* Page text:
.....
The Jews may have felt in step with the professional classes among the gentiles, but Bauman suggested that they overlooked a change in public attitudes as poor farmers left their land and moved into the city. These refugees from rural Georgia brought with them prejudices exploited by demagogues, notably Thomas Watson, the populist politician and publisher whose Watson’s Jeffersonian Magazine railed against Slaton’s commutation of Frank’s sentence, its vitriol aimed at Frank as a Jew but also as a Northerner from New York City.
Businessman and philanthropist Steve Selig is a great-great-nephew of Frank’s wife, Lucille.
“I think it helps sensitize us to acts of anti-Semitism,” he said about the legacy of the case.
Selig’s wife, Linda, who grew up in Miami, was (with Lynda Walker) co-executive producer of the 2009 docudrama “The People v. Leo Frank.” She learned about the family history while researching the story in advance of production and was particularly impressed by Lucille Selig. “When I read about it, I was very touched with the loyalty that she showed to Leo by keeping her name and staying in Atlanta and never remarrying. … It took a lot of courage,” she said. “The fact that she had the courage to stay and call herself Mrs. Leo Frank, I found it very touching.”
.....
* Coordinate annotation listing:
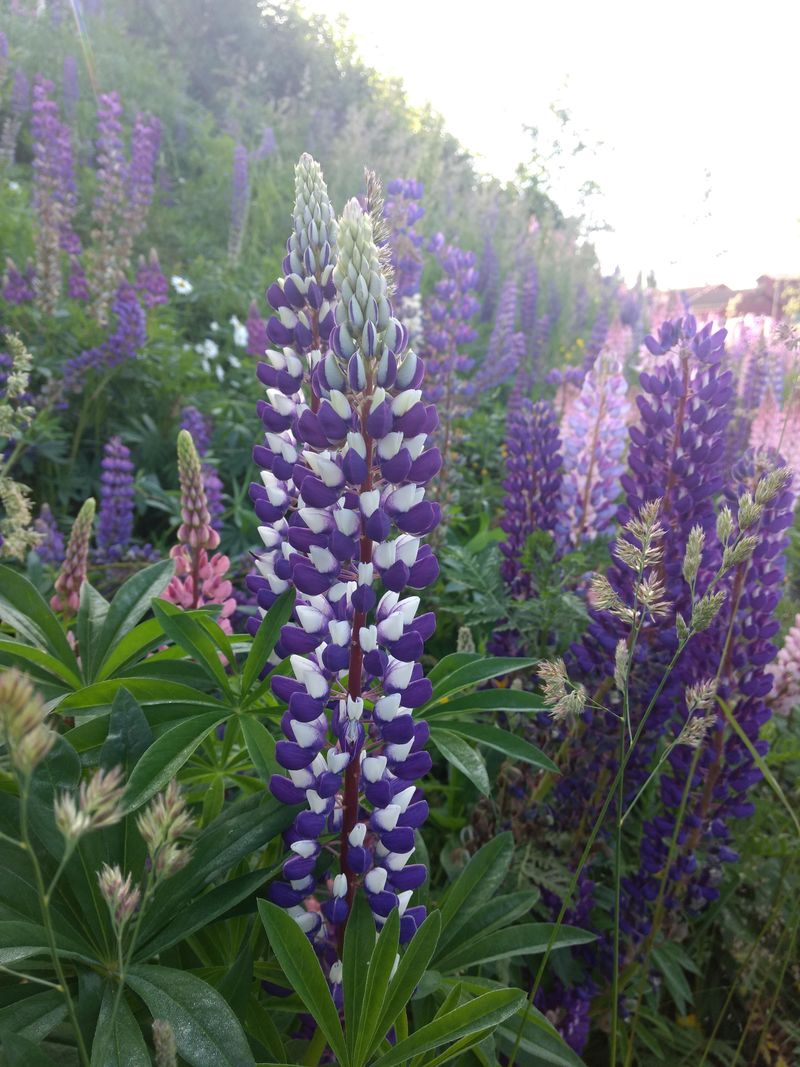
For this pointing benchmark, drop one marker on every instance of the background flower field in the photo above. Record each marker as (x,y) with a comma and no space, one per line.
(491,645)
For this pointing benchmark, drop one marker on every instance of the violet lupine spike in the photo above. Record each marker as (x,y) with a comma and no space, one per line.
(201,575)
(128,336)
(361,515)
(150,283)
(54,194)
(18,286)
(786,673)
(256,332)
(73,573)
(239,201)
(593,435)
(105,268)
(506,346)
(115,518)
(300,331)
(50,547)
(70,88)
(447,325)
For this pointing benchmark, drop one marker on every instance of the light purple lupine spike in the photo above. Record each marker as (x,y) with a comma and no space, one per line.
(360,516)
(594,440)
(115,516)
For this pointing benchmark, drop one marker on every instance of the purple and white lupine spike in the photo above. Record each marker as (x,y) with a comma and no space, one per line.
(105,267)
(300,331)
(360,518)
(128,336)
(448,318)
(506,346)
(239,202)
(593,435)
(50,547)
(70,88)
(115,516)
(256,332)
(150,283)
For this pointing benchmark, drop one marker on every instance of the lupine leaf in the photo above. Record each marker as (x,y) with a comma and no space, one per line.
(481,1015)
(207,1033)
(128,607)
(267,635)
(504,742)
(194,639)
(121,1045)
(463,757)
(477,882)
(527,939)
(165,758)
(25,609)
(302,968)
(413,965)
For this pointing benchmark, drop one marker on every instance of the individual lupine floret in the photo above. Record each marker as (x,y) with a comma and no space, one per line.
(73,572)
(355,658)
(593,446)
(786,672)
(115,519)
(200,576)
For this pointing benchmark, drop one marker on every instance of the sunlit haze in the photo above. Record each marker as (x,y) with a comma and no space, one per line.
(691,108)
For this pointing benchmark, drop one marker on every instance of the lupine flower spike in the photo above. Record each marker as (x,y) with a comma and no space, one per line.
(355,658)
(73,574)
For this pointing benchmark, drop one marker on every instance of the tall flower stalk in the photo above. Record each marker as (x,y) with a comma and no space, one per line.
(351,747)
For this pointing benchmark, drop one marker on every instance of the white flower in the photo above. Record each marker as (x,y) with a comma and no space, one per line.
(240,332)
(208,349)
(181,285)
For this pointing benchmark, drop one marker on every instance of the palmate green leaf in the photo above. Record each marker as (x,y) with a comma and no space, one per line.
(413,965)
(481,1015)
(193,637)
(207,909)
(20,1052)
(481,669)
(33,1017)
(207,1033)
(121,1045)
(267,635)
(527,939)
(302,968)
(91,616)
(128,607)
(504,699)
(242,828)
(478,882)
(136,645)
(377,984)
(260,746)
(463,757)
(38,664)
(165,757)
(24,607)
(504,742)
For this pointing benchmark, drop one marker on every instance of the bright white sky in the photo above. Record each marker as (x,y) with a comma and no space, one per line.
(696,107)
.....
* Task 1: Transcribe the listing without any changes, from the line that contains "of the tall" through the end of the listing.
* Task 2: Pick up the page text on the Leo Frank case at the point where it ends and keep writing.
The page text and the listing have no connection to each other.

* Final answer 1:
For this pointing benchmark, drop one marker on every instance of the tall flower stalk in the photo above. Record each marker as (x,y) with a comma and no space, one per line.
(351,747)
For this pointing benchmark, drop one marker on every instance of the white flower in the photo above. Record each marker as (x,y) with a comma and no space, one per line.
(240,332)
(208,349)
(181,285)
For this pointing benchmark, drop one marker on every instance of the palmate green leaf in the photo above. Record each marker as (x,y) with a comma and no space, one per line.
(413,965)
(481,1015)
(193,637)
(207,909)
(20,1052)
(481,669)
(33,1017)
(207,1033)
(121,1045)
(267,635)
(527,939)
(302,968)
(91,616)
(128,607)
(504,699)
(242,828)
(478,882)
(136,645)
(377,984)
(260,746)
(463,757)
(38,664)
(165,757)
(24,607)
(504,742)
For this pointing benchmark, drop one marker on every instance of the bright white sky in the photo above. Record each marker as (x,y) with a comma and no space, one per line.
(696,107)

* Final answer 2:
The Leo Frank story resonated with those in the Jewish community who made donations to finance the film, but Linda Selig also noted that the significant donors included descendants of prominent Marietta citizens involved in the lynching.
Playwright Alfred Uhry, whose family also was close to the maelstrom, had a front-row seat to the aftermath in the decades after the case.
Uhry’s “Atlanta trilogy” of plays — “Driving Miss Daisy” (1987), “The Last Night of Ballyhoo” (1996) and “Parade” (1998) — was inspired by his family and Atlanta Jewish history. He is the great-nephew of Sig Montag, who owned the pencil factory that Leo Frank managed.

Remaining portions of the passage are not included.